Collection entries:
--- Start ---

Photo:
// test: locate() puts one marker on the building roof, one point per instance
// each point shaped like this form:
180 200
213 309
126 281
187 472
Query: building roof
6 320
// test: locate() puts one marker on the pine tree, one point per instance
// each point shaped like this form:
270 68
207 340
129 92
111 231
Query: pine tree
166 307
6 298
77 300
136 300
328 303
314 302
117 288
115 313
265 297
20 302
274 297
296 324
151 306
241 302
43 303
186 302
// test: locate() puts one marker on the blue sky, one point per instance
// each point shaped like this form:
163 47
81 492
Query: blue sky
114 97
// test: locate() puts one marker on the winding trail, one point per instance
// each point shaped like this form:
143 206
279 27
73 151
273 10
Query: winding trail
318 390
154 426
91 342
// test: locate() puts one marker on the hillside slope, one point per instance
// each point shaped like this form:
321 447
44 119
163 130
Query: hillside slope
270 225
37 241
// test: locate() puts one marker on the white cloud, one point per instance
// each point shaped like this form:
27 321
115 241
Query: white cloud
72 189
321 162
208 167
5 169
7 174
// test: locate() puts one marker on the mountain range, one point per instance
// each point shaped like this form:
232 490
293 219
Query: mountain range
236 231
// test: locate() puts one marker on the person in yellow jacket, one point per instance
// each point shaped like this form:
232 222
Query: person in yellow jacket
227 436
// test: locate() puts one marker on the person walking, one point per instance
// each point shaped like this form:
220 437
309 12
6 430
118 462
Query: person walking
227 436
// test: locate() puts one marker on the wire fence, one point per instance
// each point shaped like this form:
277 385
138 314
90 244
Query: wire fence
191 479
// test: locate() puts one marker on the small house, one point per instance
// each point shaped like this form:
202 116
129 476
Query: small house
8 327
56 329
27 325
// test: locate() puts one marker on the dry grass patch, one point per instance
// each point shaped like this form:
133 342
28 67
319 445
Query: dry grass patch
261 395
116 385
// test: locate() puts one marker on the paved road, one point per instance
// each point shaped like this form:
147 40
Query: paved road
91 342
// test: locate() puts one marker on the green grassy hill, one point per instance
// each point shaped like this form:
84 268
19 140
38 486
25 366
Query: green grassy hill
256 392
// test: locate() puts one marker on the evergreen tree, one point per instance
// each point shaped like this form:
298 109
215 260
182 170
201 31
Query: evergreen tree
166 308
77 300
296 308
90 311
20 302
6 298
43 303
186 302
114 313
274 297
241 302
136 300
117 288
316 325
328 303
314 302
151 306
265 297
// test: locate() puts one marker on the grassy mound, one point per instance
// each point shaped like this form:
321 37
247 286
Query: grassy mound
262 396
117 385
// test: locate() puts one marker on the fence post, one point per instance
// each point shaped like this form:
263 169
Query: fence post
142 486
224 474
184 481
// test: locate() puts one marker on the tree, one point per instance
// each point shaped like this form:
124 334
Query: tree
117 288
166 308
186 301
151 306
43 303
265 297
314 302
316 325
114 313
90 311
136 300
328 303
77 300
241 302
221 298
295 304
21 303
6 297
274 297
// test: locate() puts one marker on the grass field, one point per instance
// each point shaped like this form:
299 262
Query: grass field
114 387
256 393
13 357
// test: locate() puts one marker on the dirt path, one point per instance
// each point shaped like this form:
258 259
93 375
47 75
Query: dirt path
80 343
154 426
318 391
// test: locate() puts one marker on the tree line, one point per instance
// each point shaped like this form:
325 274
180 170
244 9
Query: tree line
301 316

--- End ---

Task description: Write out the listing once more, matching it exactly.

The answer:
Photo:
// test: locate() puts one marker on the building roof, one point per instance
// each point shaped like this form:
180 200
213 309
126 281
187 472
Query: building roof
6 320
// test: locate() puts one marker on the pine tree, one point per instance
// each point shaped like this form:
270 68
207 340
129 92
111 231
Query: pine tree
166 307
6 298
77 300
136 300
328 303
314 302
117 288
115 313
265 297
20 302
274 297
296 324
151 306
241 302
43 303
186 302
// test: locate() puts one marker on the blue sky, one point per instance
// each point shaped like this form:
163 47
81 492
Query: blue sky
114 97
// test: locate() puts one marker on the winding trail, one point per instance
// each point shaped like this form:
143 206
279 27
73 151
273 10
Query: winding trail
318 390
154 426
91 342
// test: locate() puts one marker on the hillside slope, one point per instance
// each point shaped like this form:
321 447
44 119
163 130
Query: hillside slope
270 225
37 241
// test: locate() puts one marker on the white cloud, one point per instance
// each point shaped like this form:
27 321
115 241
Query: white cloud
72 189
321 162
208 167
5 169
7 174
// test: locate() puts one marker on the mountain range, one point per instance
// each point shaped like this form:
232 490
293 219
Query: mountain range
236 231
// test: locate() puts one marker on the person in yellow jacket, one point per instance
// each point shaped like this form:
232 222
Query: person in yellow jacket
227 436
// test: locate() puts one marker on the person walking, one point per instance
// each point shaped like this form:
220 437
309 12
6 430
118 462
Query: person walking
227 436
// test: locate() puts one marker on the wire fence, one point per instance
// each point shaped like this form:
277 385
138 314
90 244
Query: wire fence
191 479
// test: locate() puts one marker on the small house, one point per instance
// each point shaped like this form:
202 116
129 476
Query: small house
8 327
56 329
27 325
// test: locate() puts one marker on the dry grass patch, one point per instance
// each point shaped like this form:
133 342
28 67
319 445
Query: dry grass patch
261 395
116 385
// test: locate() puts one marker on the paved road, one point per instance
// each point shaped like this form:
147 40
Query: paved road
91 342
// test: locate() puts one marker on the green grassy hill, one point per instance
// each point shaped like this form:
84 268
19 140
38 486
25 366
Query: green grassy hill
256 392
// test: locate() puts one marker on the evergreen tree, one point per instance
// each point shaped like this form:
298 109
215 260
182 170
201 31
Query: evergreen tree
166 308
77 300
296 308
90 311
20 302
6 298
43 303
186 302
114 313
274 297
241 302
136 300
117 288
316 325
328 303
314 302
151 306
265 297
// test: locate() puts one marker on the grassy mound, one point per instance
// each point shaped like this form:
321 37
247 286
Query: grassy mound
262 396
117 385
// test: locate() puts one marker on the fence post, one point per instance
// each point shaped like this form:
263 169
Query: fence post
142 486
224 474
184 481
// test: locate() puts one marker on the tree, one point per instance
// each point shaped like this form:
124 334
Query: tree
117 288
166 308
186 301
151 306
43 303
265 297
314 302
316 325
114 313
90 311
136 300
328 303
77 300
241 302
221 298
295 304
21 303
6 297
274 297
// test: locate() puts one marker on the grass field, one point per instance
// each point shaped like this form:
299 262
Query: grass field
114 387
256 393
13 357
// test: locate() puts one marker on the dirt path, one point per instance
// each point shaped like this form:
258 259
93 375
47 75
Query: dirt path
80 343
154 426
318 391
// test: locate() puts one marker on the tree line, one point per instance
// each point shaped like this form:
325 274
180 170
244 9
Query: tree line
301 316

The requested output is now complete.